> [WHAT YOU NEED TO DO]
Take the line that contains "Phrase -- stainless double wall oven" and each line after it in the material below, and transcribe them exactly, stopping at the end.
#####
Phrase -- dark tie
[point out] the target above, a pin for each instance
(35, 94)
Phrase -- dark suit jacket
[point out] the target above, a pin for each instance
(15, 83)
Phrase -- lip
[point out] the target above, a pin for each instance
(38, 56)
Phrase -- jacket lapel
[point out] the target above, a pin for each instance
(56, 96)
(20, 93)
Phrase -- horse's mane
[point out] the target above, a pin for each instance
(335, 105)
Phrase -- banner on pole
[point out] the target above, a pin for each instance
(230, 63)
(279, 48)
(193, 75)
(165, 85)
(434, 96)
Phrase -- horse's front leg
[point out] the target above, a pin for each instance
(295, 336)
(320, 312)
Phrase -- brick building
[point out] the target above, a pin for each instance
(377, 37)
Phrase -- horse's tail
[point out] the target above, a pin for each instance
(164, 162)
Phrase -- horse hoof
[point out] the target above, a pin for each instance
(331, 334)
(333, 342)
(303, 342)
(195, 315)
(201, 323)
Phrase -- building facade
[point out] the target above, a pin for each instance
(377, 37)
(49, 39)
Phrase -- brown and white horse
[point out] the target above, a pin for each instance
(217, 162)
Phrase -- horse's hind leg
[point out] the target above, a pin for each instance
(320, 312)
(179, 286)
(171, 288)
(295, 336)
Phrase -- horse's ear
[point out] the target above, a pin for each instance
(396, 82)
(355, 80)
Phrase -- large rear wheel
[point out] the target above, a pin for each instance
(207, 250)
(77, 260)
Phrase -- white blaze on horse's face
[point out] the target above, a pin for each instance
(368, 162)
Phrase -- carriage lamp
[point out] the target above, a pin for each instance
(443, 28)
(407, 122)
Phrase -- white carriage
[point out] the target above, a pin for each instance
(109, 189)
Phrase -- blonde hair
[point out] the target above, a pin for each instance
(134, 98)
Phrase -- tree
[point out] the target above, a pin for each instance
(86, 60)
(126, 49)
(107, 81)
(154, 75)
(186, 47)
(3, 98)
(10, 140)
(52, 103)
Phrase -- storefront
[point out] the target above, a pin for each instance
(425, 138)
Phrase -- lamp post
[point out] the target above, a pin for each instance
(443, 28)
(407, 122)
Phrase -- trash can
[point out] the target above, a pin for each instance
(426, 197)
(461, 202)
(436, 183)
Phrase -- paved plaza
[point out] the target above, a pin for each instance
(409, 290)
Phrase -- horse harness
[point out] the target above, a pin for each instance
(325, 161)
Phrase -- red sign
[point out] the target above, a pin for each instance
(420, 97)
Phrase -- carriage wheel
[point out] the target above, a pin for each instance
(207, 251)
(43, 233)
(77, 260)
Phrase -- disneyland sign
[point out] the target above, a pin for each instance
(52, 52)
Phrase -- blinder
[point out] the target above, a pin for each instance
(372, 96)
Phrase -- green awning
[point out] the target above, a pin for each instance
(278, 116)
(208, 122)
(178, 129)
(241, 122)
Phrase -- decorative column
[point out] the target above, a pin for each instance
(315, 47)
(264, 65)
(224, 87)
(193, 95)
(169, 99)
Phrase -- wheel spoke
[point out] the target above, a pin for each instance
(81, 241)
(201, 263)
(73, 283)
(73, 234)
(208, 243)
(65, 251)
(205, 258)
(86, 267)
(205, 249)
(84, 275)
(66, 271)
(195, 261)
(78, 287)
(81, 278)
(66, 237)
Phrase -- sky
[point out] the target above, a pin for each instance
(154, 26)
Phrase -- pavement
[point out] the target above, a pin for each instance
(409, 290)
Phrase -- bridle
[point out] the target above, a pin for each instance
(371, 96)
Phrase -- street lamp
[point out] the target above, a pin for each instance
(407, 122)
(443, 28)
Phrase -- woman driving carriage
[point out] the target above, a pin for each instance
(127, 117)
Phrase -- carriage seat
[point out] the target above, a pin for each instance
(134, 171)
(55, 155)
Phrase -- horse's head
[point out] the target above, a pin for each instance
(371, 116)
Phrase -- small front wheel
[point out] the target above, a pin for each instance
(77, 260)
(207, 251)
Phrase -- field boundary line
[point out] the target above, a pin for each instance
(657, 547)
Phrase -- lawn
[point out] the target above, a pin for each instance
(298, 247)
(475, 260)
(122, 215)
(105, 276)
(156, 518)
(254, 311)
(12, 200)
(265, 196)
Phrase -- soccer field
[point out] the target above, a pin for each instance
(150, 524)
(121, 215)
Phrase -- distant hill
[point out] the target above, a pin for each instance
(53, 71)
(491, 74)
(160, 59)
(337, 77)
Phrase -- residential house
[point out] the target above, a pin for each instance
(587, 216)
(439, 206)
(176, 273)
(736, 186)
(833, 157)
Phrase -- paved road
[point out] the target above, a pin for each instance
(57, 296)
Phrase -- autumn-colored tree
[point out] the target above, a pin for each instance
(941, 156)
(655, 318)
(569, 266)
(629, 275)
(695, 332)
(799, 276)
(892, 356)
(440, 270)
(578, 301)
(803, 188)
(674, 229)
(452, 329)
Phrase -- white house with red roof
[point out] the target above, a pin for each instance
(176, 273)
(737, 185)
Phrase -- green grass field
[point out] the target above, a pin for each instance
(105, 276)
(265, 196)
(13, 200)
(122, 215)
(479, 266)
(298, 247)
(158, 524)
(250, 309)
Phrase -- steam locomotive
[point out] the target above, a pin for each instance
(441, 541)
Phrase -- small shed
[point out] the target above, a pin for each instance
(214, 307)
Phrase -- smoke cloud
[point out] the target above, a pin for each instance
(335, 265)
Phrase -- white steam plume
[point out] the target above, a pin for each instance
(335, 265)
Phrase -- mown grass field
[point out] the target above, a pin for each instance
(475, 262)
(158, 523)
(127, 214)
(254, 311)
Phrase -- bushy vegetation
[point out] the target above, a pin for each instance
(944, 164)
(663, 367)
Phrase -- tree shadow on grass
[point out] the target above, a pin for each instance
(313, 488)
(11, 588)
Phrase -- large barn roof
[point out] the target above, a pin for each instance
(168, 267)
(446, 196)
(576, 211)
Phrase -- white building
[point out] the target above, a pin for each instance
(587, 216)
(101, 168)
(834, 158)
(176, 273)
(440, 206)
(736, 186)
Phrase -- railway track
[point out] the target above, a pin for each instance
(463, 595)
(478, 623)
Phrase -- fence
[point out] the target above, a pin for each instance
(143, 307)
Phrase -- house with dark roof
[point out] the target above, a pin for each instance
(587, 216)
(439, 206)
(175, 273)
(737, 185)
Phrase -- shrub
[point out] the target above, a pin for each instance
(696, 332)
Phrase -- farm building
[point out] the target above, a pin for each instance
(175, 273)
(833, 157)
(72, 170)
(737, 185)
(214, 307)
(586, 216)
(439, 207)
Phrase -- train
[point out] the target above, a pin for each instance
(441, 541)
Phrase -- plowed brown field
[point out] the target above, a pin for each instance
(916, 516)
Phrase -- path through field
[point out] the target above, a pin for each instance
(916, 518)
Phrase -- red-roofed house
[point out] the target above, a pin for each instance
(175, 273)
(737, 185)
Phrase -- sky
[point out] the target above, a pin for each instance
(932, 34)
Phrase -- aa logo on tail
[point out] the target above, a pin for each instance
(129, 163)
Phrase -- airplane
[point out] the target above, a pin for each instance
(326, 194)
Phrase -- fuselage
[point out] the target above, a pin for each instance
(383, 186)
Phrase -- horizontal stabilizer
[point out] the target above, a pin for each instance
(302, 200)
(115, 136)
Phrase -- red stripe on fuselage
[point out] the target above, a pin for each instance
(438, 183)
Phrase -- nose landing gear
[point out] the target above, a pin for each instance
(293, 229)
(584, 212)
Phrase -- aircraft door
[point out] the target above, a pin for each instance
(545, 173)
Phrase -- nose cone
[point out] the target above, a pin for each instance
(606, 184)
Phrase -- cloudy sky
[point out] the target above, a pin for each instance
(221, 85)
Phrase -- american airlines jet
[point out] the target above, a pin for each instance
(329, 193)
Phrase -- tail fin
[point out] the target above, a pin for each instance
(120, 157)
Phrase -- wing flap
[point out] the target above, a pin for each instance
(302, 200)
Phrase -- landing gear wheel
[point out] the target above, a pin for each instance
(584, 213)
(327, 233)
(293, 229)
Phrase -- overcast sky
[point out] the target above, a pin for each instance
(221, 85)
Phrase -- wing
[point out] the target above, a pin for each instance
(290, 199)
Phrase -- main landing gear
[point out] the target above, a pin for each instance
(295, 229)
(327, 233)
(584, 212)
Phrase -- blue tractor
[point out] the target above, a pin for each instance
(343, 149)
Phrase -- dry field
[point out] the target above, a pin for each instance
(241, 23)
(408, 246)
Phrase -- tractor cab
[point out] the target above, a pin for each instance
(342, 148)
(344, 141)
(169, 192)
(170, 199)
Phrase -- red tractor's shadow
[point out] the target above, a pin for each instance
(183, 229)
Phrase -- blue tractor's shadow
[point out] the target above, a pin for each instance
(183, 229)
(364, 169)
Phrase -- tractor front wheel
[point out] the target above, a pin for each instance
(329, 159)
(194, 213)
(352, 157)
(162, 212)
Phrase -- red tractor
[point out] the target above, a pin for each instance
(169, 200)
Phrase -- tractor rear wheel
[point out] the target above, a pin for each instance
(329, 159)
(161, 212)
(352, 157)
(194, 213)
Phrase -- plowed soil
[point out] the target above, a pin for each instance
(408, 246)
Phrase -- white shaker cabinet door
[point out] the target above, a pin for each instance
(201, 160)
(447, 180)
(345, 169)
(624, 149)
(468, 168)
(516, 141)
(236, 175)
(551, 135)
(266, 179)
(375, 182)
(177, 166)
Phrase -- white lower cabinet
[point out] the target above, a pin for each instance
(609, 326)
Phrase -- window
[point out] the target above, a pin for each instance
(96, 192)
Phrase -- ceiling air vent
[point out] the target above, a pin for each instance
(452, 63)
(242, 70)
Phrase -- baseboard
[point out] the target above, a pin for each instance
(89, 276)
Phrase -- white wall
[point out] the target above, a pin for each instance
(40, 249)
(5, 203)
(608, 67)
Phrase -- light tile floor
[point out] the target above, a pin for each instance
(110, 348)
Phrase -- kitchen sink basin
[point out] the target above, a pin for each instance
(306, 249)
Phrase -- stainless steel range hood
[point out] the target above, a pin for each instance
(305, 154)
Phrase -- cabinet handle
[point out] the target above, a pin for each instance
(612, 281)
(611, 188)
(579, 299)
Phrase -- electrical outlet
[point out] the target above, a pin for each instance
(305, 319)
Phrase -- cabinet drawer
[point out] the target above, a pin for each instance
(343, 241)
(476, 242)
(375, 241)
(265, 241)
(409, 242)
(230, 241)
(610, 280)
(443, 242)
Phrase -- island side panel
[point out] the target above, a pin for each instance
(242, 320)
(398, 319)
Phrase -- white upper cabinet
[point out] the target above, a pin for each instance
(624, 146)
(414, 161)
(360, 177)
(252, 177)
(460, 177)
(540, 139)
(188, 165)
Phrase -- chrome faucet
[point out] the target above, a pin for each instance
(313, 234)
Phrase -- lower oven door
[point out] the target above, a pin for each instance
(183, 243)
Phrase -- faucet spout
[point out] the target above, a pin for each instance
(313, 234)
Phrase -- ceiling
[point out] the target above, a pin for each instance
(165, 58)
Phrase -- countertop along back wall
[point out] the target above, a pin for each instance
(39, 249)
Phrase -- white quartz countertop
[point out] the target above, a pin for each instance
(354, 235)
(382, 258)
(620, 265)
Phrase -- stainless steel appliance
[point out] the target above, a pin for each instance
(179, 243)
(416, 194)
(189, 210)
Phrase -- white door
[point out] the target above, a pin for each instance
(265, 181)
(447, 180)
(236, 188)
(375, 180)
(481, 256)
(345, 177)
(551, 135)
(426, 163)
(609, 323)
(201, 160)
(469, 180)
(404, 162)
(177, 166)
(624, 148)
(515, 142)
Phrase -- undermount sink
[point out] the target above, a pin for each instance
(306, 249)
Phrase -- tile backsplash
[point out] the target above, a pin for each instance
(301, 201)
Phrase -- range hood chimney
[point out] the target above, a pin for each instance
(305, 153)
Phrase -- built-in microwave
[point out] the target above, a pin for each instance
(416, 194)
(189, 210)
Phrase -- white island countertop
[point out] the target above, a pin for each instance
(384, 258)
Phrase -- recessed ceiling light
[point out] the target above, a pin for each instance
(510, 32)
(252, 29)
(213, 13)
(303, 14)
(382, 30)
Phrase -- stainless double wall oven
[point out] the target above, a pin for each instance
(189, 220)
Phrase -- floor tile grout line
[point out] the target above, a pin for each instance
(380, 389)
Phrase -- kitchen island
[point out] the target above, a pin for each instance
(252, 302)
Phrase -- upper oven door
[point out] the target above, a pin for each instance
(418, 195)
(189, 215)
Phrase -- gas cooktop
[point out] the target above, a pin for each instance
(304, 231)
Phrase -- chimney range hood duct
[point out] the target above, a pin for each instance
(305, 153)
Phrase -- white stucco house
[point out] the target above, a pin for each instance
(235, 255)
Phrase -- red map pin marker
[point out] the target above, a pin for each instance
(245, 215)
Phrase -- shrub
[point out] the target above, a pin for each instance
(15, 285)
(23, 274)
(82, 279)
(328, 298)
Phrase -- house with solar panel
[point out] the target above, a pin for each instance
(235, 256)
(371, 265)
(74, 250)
#####
> [TASK RESPONSE]
Phrase -- stainless double wall oven
[point out] the target above, a pin for each instance
(189, 220)
Phrase -- floor tile grout line
[point out] the target above, a pin for each instance
(380, 389)
Phrase -- kitchen island
[point out] the target above, a pin for each instance
(252, 302)
Phrase -- upper oven door
[point out] the target above, a pin for each instance
(418, 195)
(189, 215)
Phrase -- gas cooktop
[point out] the target above, a pin for each instance
(304, 231)
Phrase -- chimney range hood duct
[point out] the target above, a pin for each instance
(305, 153)
Phrase -- white stucco house
[point out] the target above, a pin for each instance
(235, 255)
Phrase -- red map pin marker
[point out] the target above, a pin for each instance
(245, 215)
Phrase -- shrub
[point out] the target above, a pin for each instance
(15, 285)
(23, 274)
(82, 279)
(328, 298)
Phrase -- house with solar panel
[point out] the target above, a pin for each instance
(235, 256)
(371, 265)
(74, 250)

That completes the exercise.